• TASK OBJECTIVE: Nothing but the lines from the one that contains "TARGET = white informational sign" through the end of the listing should appear, set down exactly.

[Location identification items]

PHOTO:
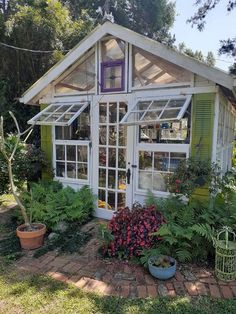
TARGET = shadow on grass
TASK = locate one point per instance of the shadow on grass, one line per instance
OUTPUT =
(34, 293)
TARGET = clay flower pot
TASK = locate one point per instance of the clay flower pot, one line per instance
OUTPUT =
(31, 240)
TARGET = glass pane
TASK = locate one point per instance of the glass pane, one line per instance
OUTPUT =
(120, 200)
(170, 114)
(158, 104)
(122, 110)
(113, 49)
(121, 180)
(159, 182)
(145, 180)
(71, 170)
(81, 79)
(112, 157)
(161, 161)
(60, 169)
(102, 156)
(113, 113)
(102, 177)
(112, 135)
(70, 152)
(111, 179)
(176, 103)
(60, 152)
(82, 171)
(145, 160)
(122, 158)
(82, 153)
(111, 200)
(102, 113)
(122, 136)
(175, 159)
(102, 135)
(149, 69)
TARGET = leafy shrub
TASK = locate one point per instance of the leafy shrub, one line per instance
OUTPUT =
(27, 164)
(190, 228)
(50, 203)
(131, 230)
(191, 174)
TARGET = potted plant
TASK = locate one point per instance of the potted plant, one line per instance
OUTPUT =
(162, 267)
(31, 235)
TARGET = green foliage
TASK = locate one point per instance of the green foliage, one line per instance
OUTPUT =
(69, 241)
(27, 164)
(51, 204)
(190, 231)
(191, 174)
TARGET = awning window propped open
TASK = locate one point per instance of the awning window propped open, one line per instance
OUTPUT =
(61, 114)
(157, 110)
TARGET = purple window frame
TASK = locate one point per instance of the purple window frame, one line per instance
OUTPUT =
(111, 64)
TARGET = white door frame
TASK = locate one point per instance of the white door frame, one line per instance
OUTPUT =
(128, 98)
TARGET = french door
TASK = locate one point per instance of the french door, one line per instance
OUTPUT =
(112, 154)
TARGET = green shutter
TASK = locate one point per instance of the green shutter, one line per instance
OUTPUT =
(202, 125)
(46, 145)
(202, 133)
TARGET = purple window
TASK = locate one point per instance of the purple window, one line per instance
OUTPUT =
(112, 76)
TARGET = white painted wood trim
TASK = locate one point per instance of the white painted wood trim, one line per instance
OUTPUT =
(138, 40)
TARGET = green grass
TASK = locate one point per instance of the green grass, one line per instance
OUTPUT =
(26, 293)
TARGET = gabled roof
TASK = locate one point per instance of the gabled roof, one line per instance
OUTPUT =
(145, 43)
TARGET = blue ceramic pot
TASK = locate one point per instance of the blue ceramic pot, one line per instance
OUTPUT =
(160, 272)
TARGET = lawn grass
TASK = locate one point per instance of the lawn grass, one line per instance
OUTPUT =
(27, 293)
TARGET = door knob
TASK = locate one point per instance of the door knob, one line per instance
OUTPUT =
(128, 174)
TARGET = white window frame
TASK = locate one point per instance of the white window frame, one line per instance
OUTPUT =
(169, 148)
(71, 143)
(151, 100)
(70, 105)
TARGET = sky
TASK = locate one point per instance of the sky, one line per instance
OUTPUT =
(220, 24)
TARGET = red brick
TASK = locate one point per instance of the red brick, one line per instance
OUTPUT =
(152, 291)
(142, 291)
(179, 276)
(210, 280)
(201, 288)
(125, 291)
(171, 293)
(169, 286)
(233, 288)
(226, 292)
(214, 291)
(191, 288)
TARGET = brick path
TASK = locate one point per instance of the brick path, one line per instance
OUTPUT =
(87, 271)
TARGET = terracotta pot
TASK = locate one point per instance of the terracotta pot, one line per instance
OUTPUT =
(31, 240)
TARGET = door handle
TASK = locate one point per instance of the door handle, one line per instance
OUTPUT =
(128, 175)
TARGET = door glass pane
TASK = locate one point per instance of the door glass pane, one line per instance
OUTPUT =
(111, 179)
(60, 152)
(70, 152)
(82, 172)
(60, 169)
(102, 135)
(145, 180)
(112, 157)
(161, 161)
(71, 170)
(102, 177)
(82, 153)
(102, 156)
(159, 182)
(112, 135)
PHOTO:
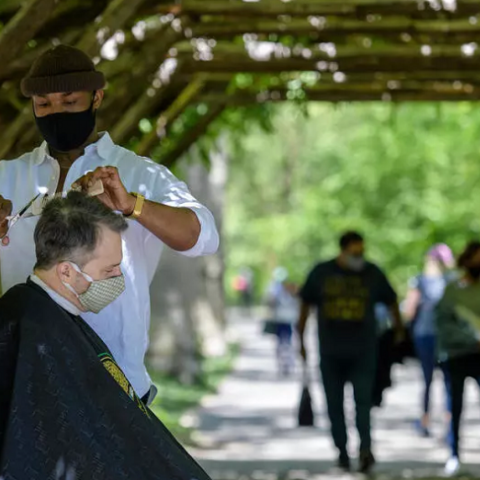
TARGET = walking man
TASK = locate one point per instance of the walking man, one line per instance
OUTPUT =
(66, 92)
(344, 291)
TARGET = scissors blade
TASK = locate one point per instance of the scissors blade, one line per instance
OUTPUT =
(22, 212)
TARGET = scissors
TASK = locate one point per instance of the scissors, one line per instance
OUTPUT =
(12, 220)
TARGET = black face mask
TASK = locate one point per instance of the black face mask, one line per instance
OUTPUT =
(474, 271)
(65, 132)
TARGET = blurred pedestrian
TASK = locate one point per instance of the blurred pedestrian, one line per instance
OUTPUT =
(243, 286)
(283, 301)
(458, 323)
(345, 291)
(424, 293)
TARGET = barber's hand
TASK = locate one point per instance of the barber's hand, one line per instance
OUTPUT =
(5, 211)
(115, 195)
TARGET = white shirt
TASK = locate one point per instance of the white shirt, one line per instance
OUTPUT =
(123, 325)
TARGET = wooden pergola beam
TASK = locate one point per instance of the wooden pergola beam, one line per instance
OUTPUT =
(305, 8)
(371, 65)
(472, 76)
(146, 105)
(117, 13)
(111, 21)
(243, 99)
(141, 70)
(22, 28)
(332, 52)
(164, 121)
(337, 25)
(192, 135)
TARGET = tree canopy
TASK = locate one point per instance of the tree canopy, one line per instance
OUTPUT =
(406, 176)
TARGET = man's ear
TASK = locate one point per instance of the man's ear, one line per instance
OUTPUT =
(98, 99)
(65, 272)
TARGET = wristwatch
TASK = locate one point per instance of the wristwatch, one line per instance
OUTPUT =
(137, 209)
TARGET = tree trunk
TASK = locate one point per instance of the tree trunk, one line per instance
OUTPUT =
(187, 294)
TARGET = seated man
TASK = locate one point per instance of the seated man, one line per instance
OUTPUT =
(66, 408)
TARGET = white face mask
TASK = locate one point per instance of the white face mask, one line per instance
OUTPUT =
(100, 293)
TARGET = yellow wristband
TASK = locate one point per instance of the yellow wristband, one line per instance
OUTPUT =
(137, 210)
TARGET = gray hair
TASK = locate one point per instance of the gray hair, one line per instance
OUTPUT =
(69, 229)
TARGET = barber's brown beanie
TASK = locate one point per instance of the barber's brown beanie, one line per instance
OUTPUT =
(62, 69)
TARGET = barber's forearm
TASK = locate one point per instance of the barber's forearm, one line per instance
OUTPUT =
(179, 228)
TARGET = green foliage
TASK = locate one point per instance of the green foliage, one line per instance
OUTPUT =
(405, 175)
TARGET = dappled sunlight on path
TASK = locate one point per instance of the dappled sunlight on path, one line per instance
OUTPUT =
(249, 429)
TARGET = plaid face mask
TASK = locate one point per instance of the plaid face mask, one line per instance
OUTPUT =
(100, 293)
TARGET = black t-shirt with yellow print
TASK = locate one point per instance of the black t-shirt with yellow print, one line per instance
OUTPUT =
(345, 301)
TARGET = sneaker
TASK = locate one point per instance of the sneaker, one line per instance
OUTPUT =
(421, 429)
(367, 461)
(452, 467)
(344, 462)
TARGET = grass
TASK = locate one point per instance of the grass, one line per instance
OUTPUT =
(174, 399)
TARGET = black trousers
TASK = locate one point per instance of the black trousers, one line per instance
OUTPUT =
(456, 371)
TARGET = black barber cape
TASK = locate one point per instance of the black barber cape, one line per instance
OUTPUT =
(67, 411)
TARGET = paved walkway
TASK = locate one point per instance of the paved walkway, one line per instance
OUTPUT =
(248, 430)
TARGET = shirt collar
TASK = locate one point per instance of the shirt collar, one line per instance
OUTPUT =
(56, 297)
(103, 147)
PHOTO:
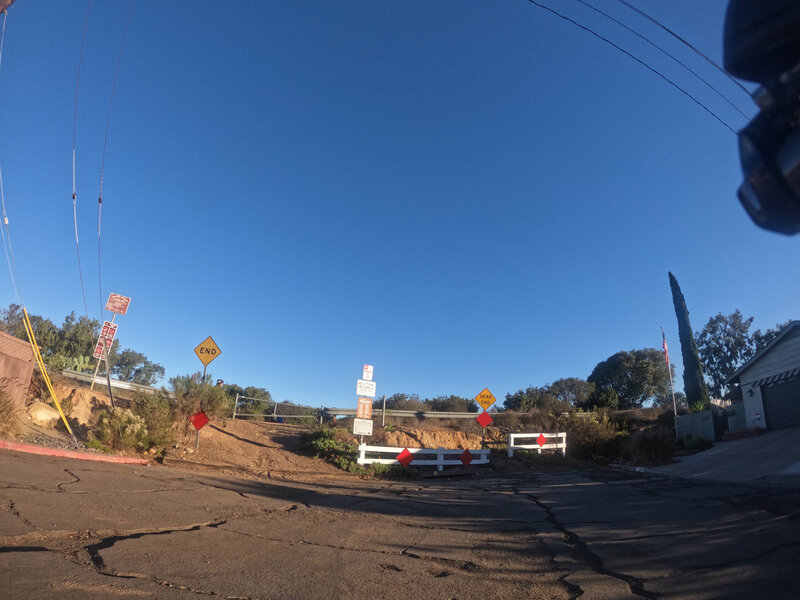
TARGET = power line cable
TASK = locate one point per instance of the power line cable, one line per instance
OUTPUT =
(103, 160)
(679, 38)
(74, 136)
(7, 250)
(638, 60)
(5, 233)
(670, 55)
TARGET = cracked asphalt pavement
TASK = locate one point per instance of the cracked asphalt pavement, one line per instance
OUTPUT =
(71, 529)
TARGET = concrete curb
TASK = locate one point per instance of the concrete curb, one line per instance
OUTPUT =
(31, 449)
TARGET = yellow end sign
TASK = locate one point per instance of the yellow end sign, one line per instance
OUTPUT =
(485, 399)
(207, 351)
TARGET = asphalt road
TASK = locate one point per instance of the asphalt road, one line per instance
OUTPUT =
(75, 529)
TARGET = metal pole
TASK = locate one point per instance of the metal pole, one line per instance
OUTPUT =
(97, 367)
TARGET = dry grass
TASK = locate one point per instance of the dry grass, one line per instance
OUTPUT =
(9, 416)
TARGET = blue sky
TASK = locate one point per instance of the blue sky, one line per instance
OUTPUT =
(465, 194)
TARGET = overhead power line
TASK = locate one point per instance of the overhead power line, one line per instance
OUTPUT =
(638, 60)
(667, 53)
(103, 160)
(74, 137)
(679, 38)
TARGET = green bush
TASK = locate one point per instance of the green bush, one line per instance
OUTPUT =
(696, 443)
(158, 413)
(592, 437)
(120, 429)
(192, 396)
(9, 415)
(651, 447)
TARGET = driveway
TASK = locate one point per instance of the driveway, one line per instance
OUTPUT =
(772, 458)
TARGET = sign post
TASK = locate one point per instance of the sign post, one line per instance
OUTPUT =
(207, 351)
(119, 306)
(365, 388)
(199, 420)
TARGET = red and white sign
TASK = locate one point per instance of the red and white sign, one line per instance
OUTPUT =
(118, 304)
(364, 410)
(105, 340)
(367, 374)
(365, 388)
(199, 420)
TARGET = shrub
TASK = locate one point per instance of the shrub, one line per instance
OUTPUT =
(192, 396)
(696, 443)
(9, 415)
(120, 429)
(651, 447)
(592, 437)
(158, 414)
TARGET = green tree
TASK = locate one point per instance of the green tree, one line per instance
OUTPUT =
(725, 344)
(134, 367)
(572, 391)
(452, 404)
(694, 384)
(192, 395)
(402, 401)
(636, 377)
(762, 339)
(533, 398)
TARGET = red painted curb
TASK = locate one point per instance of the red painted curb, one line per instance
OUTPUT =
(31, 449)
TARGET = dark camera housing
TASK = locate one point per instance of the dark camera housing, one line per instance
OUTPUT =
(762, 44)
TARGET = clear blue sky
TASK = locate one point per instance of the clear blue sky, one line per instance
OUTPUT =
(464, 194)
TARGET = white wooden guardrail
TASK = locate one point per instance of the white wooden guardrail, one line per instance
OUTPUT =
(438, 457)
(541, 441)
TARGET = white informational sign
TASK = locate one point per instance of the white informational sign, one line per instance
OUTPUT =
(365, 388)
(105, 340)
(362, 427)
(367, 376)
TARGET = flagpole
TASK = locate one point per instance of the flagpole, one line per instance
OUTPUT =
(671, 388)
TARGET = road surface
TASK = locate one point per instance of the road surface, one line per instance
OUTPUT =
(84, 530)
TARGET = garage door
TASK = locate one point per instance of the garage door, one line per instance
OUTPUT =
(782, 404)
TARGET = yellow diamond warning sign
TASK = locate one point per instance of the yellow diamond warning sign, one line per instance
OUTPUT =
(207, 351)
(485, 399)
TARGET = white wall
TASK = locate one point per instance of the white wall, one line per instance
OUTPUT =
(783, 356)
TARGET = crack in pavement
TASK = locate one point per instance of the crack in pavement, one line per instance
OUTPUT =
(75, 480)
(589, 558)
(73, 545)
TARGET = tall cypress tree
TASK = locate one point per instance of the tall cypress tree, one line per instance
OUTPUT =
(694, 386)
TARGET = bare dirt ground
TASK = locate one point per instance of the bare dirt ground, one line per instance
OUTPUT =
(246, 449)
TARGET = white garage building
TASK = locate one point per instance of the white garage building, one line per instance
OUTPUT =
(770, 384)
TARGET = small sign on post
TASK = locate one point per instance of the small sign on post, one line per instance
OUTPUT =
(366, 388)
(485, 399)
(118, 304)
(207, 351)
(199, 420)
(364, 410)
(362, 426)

• RESPONSE:
TARGET = white informational sign
TASK = locate one point per instance of the white informational sign, one line per instance
OUTPUT =
(365, 388)
(105, 340)
(362, 427)
(367, 376)
TARGET = flagpole
TASK = locate one point per instance of the flagpole, one line per instance
OUTPUT =
(671, 388)
TARGET = road surface
TASK = locate one point per instance of the road surface, one line per instance
OUTPUT =
(84, 530)
TARGET = garage door
TASK = locate one point per instance of the garage door, one line per instance
OUTPUT =
(782, 404)
TARGET = yellow diamond warning sign
TASK = locate one point per instance of the yellow diamond warning sign, one line per instance
OUTPUT =
(207, 351)
(485, 399)
TARGET = white wall
TASK = locate one point per instance of the white wall, one line per instance
OUTPUT =
(783, 356)
TARGET = crack in pavement
TASK = locate one point per instance of the crack in pavement, one line per instance
OUTPUT =
(75, 480)
(589, 558)
(73, 545)
TARGET = tall cypress tree
TASK = locate one point per instance of the tall cypress tree, one line per instance
OUTPUT =
(694, 386)
TARGET = bare dirt ground
TASK = locate one point per instance of the bare dirt ground, one line per instance
OUTPUT =
(246, 449)
TARGET = white garage building
TASK = locate one point per instance of the white garage building, one line per instance
OUTPUT =
(770, 384)
TARGET = small sign on post
TASK = locate one point per instance of the small sign on post, one line per instance
OUTPUT =
(366, 388)
(485, 399)
(118, 304)
(207, 351)
(199, 420)
(364, 410)
(362, 426)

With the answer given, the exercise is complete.